> _Texto seleccionado_:

☆ ☆ ☆ ☆ ☆

Pero en esta tierra que durante años fue una de las más pobres de Italia en la posguerra y que en veinte años se convirtió en una de las más ricas, el eje político nunca ha sido derecha-izquierda (casi inexistente salvo en algunas capitales de provincia), sino la autonomía: la batalla por obtener más competencias de Roma. El recorrido ha sido irregular y tortuoso, e incluso vio en 1996 un asalto armado con un tanque casero al campanario de San Marcos en Venecia por parte de un grupo de independentistas, luego encarcelados. Una historia a menudo reducida a una farsa y recuperada –y parcialmente ennoblecida– en la reciente novela Una rivolta , del paduano Enrico Prevedello.
Entre folklore y egoísmo fiscal, el Gobierno regional ha alternado impulsos identitarios con reivindicaciones siempre estancadas, pese a que la Liga estuvo años en el poder en Roma. El proceso tuvo su punto culminante en el referéndum consultivo del 2017, en el que los ciudadanos del Véneto y Lombardía votaron sí a dar un mandato a sus regiones para negociar con el gobierno central una ampliación de competencias. El éxito de aquella consulta (en el Véneto, un 98% de sí con un 57% de participación) no parece haber dejado grandes huellas. El Gobierno de derechas, con la Liga como socio decisivo, aprobó una ley llamada “autonomía diferenciada” que, en teoría, permite abrir negociaciones para transferir competencias a las regiones. Pero en la práctica está completamente bloqueada: por una sentencia del Tribunal Constitucional y por el escaso interés de Meloni.

☆ ☆ ☆ ☆ ☆

> _Filas de datos_:
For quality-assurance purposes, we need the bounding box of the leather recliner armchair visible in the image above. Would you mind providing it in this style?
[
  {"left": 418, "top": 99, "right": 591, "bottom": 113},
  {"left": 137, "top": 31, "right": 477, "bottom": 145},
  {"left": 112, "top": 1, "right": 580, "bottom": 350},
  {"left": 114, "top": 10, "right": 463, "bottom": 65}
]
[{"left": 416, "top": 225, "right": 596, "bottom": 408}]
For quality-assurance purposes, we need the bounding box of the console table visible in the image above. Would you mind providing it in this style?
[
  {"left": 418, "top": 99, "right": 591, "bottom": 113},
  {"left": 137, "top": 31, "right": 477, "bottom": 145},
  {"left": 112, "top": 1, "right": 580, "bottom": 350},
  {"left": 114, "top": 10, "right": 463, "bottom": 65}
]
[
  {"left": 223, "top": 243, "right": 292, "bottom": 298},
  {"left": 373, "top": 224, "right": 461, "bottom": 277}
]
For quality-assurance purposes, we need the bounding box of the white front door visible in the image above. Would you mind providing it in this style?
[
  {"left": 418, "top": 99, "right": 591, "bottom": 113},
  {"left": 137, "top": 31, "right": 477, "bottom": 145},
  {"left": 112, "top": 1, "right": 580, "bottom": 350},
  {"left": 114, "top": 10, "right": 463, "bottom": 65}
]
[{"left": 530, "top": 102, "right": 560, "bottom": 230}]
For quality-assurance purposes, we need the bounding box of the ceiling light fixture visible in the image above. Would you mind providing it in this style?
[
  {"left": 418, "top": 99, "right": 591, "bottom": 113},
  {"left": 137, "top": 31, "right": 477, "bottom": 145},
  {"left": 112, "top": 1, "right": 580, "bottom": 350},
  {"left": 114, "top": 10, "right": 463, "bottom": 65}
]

☆ ☆ ☆ ☆ ☆

> _Enunciado 1_: Según el texto sobre la autonomía del Véneto, ¿qué porcentaje de participación hubo en el Véneto en el referéndum consultivo del 2017?
> _Enunciado 2_: Escribe cómo sigue el texto sobre la autonomía del Véneto a partir de su última frase.
El listado no tiene ningún papel en esto.

> _Respuesta 1_: Un 57%.

> _Respuesta 2_:
“Han cambiado nuestras prioridades: ahora queremos seguridad, no competencias”
El impulso autonomista –desde hace cuarenta años– ha sido liderado de facto por la Liga, primero por Umberto Bossi y luego por Matteo Salvini, dos lombardos que dejaron poco espacio a los vénetos. Hasta que Salvini transformó el movimiento nordista en un partido nacionalista italiano, más interesado en construir el puente sobre el estrecho de Mesina, en el profundo sur, y en fichar a un general del ejército, Roberto Vannacci, que reivindica abiertamente el fascismo.
El resultado es que, en las generales del 2022 y en las europeas del 2024, quien ganó en la región fue Hermanos de Italia, es decir, el partido más centralista y “romano” posible. Una mutación política que podría completarse el próximo domingo: la única duda es quién llegará primero, los herederos del Movimiento Social Italiano o la Liga. ¿Cómo se explica esta contradicción? Los veteranos de aquella época la asumen: “Escribíamos ‘Fora Roma’ en los muros, nos perseguían los carabineros, y ahora me presento con un partido que se llama Forza Italia y lo noto, créame”, cuenta Gianantonio Da Re, antiguo jefe de la Liga en el Véneto y después expulsado –siendo eurodiputado– por llamar “cretino” (literal) a Salvini en una entrevista, “después de 42 años de militancia”.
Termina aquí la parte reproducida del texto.